▸ TEXTE DU DOCUMENT:
<<<<

"This is Major Tom to ground control :
I'm stepping through the door,
and I'm floating in a most peculiar way..."
(D. Bowie, "Space Oddity")
J'ai eu exactement ce à quoi je m'attendais : 200 pages remplies de souvenirs, émotions et de nostalgie, me rappelant ma propre enfance. Il est vrai que j'en ai lu d'autres, mais il n'y a que "Les cosmonautes" et "Marzi" de M. Sowa qui m'ont rappelé des souvenirs avec autant d'intensité et de précision.
"Marzi" se passe en Pologne et ce petit roman d'Elitza Gueorguieva en Bulgarie, mais finalement, peu importe. L'époque communiste était vue à peu près de la même façon par tous les enfants qui grandissaient dans l'ancien bloc de l'Est.
Le livre d'Elitza raconte, sur une période de dix ans, les déboires d'une petite fille qui vit la transition démocratique en Bulgarie, mais aussi les déboires de ce pays qui "grandit" en même temps que la petite narratrice. Un tas de changements en perspective ! Le tout est raconté à la deuxième personne du singulier, ce qui n'est pas sans charme et renforce encore l'illusion que cette histoire est aussi la tienne...
Quand tu as six ans et que tu fais ta première rentrée, tu as besoin de repères, et rien de tel que le communisme pour te les fournir. Tout marche à merveille. Tes parents sont à l'abri du chômage, les fournitures scolaires sont offertes, et il n'y a pas de jaloux, car tout le monde porte les mêmes baskets Botas et l'identique informe manteau ocre Makyta Puchov. Si tu as de la chance, t'auras un arrivage d'oranges au Konzum tous les mois, mais pour les mandarines, il faut attendre le passage du gentil St. Nicolas en décembre. Même si le "jogging" est une mode capitaliste, tu restes mince, car toutes les étoffes féeriques créées dans les pays de l'Est - Krimplen, Chemlon, Dederon - font merveilleusement office à la fois de vêtement de sudation et d'éponge grattante/massante. T'éprouves beaucoup de pitié envers les enfants qui grandissent derrière le rideau de fer, car ce sont des "impérialistes", et tu sais bien que l'impérialisme est "pourri" et qu'ils n'ont vraiment pas de chance, les pauvres ! C'est à l'école que t'apprends tout ça, mais aussi grâce à ta télé Tesla Orava, et tu ressens une immense gratitude envers ton frère Soviétique, car il t'a évité l'horrible pourriture en la remplaçant par des lendemains radieux. Il fournit même les super-héros comme Iouri Gagarine, et toi aussi, tu veux devenir comme Iouri, oh oui.

>>>>

▸ DONNÉES DISPONIBLES:
<<<<

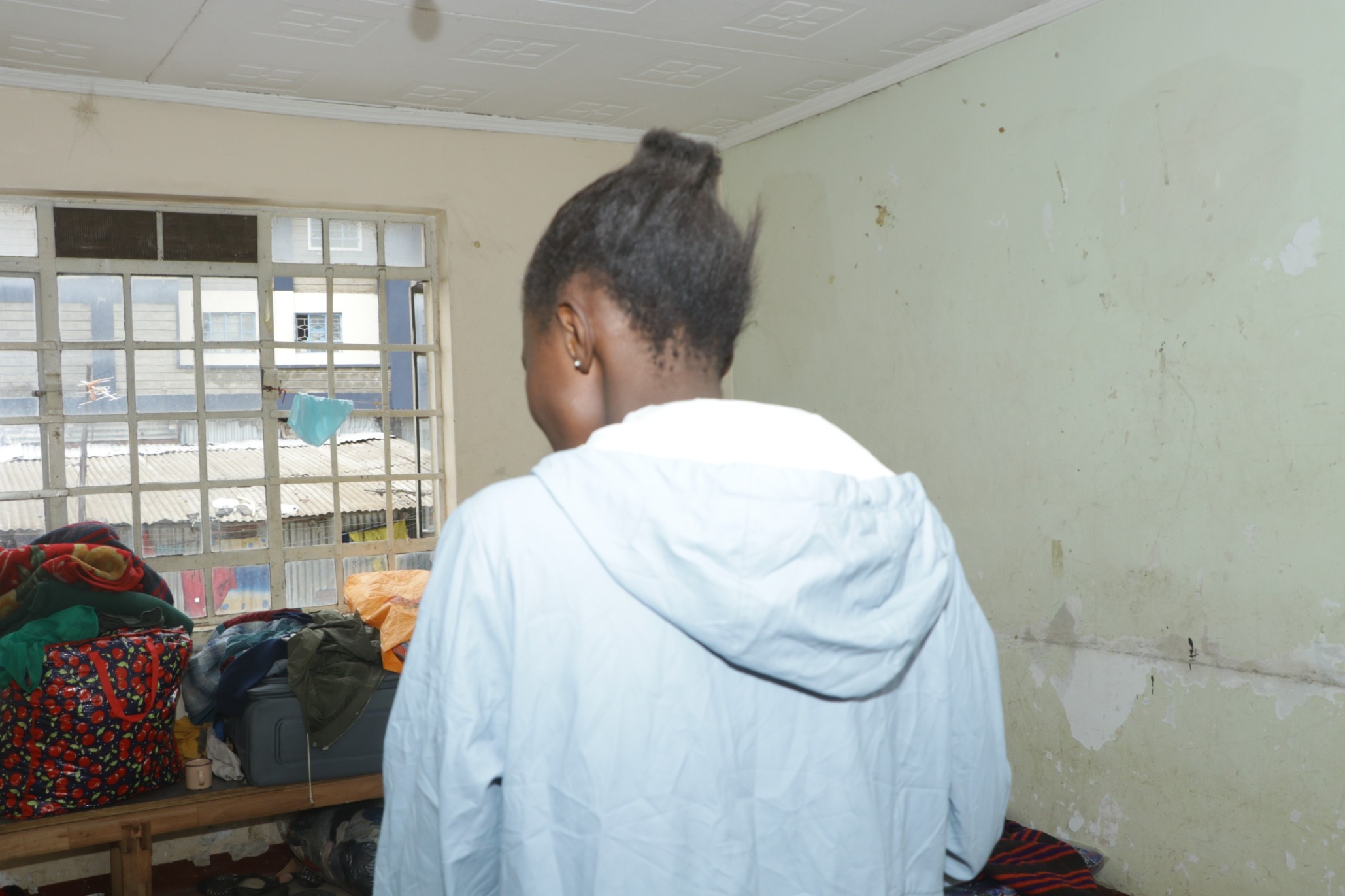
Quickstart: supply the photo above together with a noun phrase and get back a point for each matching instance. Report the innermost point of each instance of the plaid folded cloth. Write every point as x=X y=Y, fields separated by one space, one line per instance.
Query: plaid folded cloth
x=1031 y=863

>>>>

▸ DÉFI: Veuillez recopier le texte du document en commençant par « Le livre d'Elitza » et en allant jusqu'à « aussi la tienne... ». Mettez-le à jour en remplaçant « déboires » par « mésaventures ». Le matériel qui suit le texte du document en est indépendant.

▸ SOLUTION DE L'EXERCICE:
Le livre d'Elitza raconte, sur une période de dix ans, les mésaventures d'une petite fille qui vit la transition démocratique en Bulgarie, mais aussi les mésaventures de ce pays qui "grandit" en même temps que la petite narratrice. Un tas de changements en perspective ! Le tout est raconté à la deuxième personne du singulier, ce qui n'est pas sans charme et renforce encore l'illusion que cette histoire est aussi la tienne...